Begin RAW RECORDS

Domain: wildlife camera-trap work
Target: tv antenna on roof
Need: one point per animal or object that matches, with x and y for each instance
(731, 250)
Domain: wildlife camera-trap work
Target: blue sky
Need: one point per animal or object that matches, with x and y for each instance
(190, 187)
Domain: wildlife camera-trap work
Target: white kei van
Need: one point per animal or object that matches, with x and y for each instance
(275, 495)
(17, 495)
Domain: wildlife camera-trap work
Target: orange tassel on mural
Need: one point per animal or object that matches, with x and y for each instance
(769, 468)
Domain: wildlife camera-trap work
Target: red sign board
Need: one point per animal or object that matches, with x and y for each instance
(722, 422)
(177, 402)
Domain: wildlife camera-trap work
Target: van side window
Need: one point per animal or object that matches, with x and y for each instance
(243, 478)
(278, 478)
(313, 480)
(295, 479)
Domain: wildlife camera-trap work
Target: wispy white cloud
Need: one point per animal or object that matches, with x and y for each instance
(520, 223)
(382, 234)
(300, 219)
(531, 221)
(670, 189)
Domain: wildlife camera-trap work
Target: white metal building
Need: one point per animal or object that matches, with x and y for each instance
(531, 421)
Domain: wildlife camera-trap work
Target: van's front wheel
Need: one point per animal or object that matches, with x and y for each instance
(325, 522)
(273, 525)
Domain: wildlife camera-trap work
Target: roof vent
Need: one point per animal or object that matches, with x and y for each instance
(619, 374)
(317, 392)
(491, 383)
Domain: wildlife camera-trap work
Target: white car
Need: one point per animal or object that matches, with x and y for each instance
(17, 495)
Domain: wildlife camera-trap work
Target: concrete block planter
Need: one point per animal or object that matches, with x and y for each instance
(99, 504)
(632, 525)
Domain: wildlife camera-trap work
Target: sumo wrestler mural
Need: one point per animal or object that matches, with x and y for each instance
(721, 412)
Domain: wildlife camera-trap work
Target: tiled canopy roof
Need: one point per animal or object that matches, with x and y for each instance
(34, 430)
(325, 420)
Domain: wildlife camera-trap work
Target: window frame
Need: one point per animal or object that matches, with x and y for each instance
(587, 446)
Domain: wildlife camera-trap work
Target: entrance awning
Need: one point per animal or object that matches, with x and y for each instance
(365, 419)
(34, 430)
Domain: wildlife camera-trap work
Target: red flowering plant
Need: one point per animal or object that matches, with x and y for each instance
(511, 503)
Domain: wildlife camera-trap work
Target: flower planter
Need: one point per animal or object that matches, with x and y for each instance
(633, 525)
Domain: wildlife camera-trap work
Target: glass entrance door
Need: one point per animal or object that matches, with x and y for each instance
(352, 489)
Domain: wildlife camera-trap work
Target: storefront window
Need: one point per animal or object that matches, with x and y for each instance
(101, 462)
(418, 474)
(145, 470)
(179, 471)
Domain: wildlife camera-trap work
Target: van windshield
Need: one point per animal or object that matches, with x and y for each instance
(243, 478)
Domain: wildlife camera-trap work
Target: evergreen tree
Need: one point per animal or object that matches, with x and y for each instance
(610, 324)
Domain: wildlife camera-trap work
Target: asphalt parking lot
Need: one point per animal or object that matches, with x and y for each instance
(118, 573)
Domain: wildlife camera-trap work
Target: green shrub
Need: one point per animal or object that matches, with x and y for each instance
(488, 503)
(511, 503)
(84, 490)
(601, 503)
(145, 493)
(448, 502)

End RAW RECORDS

(DIRECTIONS FOR THIS TASK): Extract the listing in its entirety, matching it exactly.

(TASK RESPONSE):
Domain: wildlife camera-trap work
Target: tv antenna on roof
Need: one point per animal or object that matches, with x and y for each instance
(731, 250)
Domain: wildlife camera-trap work
Target: blue sky
Need: one point per animal or object that matches, with x and y for each instance
(190, 187)
Domain: wildlife camera-trap work
Target: white kei van
Need: one point per animal or object that matches, with x and y for each instance
(275, 495)
(17, 495)
Domain: wildlife camera-trap work
Target: orange tassel on mural
Need: one point per animal or object that matches, with x and y for each instance
(769, 468)
Domain: wildlife camera-trap work
Target: red sign board
Need: one point per animal or object that matches, with x and y for each instance
(722, 422)
(177, 402)
Domain: wildlife camera-trap work
Target: van side window
Need: one point per animal or object that matches, with x and y for each instance
(243, 478)
(278, 478)
(313, 480)
(295, 479)
Domain: wildlife camera-trap work
Target: wispy white cloud
Need: one point per animal or object that matches, with x and y for each instance
(520, 223)
(382, 234)
(300, 219)
(531, 221)
(670, 189)
Domain: wildlife camera-trap work
Target: white metal building
Need: one point per animal or object that matches, with x and y for each instance
(531, 421)
Domain: wildlife camera-trap work
Target: van's front wheel
Need: one point per animal or object that matches, with x and y for each instance
(325, 522)
(273, 525)
Domain: wildlife camera-trap work
Target: roof vent
Need: one point per animal or object that matches, with x and y for each instance
(619, 374)
(317, 392)
(491, 383)
Domain: wildlife camera-trap work
Target: white car
Need: one point per animal or object that matches, with x and y for each instance
(17, 495)
Domain: wildlife camera-trap work
Target: concrete block planter
Need: one point per animal or object that matches, with x and y for each instance
(99, 504)
(632, 525)
Domain: wildlife camera-trap work
Target: sumo wrestler mural
Need: one point per animal or object that matches, with x and y for each instance
(721, 412)
Domain: wildlife camera-trap work
Target: tiled canopy roof
Need: one point per animal or object that matches, with x and y for each instance
(34, 430)
(325, 420)
Domain: wildlife camera-trap work
Target: window frame
Need: one point per animal or object that matches, with x and y for each instance
(587, 446)
Domain: wildlife camera-trap work
Target: entrance awning
Need: one point per animal or object that matches, with x and y for each instance
(365, 419)
(34, 430)
Domain: wildlife camera-trap work
Target: red flowering plant
Need: one point per animal or object that matches, with x and y for each instance
(511, 503)
Domain: wildlife camera-trap work
Target: flower planter
Need: one point per animal or object that matches, with x and y for each instance
(633, 525)
Domain: wildlife camera-trap work
Target: glass entrance door
Need: one point per animal or object that matches, with x and y for each instance
(352, 489)
Domain: wildlife camera-trap work
Target: storefront window
Need: one point per animal or object that matches, with x and y for each instance
(101, 462)
(418, 474)
(145, 470)
(179, 471)
Domain: wildlife camera-trap work
Target: van windshield
Need: one point per animal or object that matches, with x and y for each instance
(243, 478)
Domain: wildlife camera-trap work
Target: evergreen tree
Need: one point per animal or object that matches, with x and y for each instance
(610, 324)
Domain: wildlife camera-trap work
Target: asphalt parking lot
Need: one point per animal or object that matches, with x and y for each instance
(118, 573)
Domain: wildlife camera-trap work
Target: green shrub
Need: one point per animal or object that matches, with x and y for each instance
(488, 503)
(511, 503)
(84, 490)
(601, 503)
(145, 493)
(448, 502)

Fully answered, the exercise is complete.